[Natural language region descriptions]
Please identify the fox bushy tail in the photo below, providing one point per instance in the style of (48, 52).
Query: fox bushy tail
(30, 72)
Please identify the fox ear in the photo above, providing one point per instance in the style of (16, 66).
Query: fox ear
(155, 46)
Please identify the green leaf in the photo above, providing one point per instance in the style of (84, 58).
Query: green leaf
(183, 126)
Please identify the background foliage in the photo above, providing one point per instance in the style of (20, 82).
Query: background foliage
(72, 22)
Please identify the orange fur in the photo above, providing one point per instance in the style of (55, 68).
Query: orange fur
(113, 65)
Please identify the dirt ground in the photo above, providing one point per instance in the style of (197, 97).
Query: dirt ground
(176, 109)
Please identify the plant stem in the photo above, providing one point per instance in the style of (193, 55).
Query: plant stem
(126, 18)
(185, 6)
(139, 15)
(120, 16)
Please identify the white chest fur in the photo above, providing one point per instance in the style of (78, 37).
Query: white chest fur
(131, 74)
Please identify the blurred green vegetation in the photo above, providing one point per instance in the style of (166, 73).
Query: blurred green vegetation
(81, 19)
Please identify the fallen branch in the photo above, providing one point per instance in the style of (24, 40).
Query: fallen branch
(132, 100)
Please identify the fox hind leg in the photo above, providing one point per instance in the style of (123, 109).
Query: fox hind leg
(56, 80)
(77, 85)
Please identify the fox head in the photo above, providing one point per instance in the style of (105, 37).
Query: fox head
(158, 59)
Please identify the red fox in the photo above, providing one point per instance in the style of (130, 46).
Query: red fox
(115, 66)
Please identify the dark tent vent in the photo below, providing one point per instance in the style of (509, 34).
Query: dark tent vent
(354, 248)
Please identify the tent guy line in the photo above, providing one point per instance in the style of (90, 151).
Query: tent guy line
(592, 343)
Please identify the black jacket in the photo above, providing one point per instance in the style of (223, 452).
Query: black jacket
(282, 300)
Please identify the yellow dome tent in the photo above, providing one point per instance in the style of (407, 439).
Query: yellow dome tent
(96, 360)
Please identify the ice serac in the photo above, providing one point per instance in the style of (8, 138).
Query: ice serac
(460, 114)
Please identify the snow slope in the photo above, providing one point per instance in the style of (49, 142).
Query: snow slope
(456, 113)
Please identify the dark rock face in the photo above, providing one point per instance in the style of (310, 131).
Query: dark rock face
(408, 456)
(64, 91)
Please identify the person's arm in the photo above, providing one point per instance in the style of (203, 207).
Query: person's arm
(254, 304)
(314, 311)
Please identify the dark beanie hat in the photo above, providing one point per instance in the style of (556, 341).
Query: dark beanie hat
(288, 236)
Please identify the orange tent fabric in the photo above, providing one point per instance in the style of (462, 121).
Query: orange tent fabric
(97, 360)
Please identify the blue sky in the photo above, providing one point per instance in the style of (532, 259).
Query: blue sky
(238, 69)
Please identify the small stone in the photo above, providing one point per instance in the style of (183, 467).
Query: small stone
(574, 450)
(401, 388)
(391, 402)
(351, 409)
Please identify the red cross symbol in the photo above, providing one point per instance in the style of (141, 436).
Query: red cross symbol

Instructions to follow >> In the entries above, restate word for word the lines between the one holding "Query: black jacket" and the one holding "Please identify the dark beanie", inclusive, and nothing besides.

Written solution >>
Query: black jacket
(282, 300)
Please identify the yellow dome tent in the photo above, providing one point per instance in the style of (407, 439).
Query: yellow dome tent
(96, 360)
Please identify the ice serac in the photo above, providing one point per instance in the style of (8, 138).
Query: ice serac
(460, 114)
Please identify the snow slope in the photo above, providing one point per instance in the style of (49, 142).
Query: snow slope
(456, 113)
Please identify the dark rock face in the photo above, providing one point per instance in the style of (310, 131).
Query: dark rock face
(408, 456)
(64, 91)
Please identify the person's arm in the photo above, providing one point per instance in the style of (203, 207).
Query: person's arm
(254, 304)
(314, 311)
Please identify the dark beanie hat in the photo above, providing one point per instance in the style of (556, 341).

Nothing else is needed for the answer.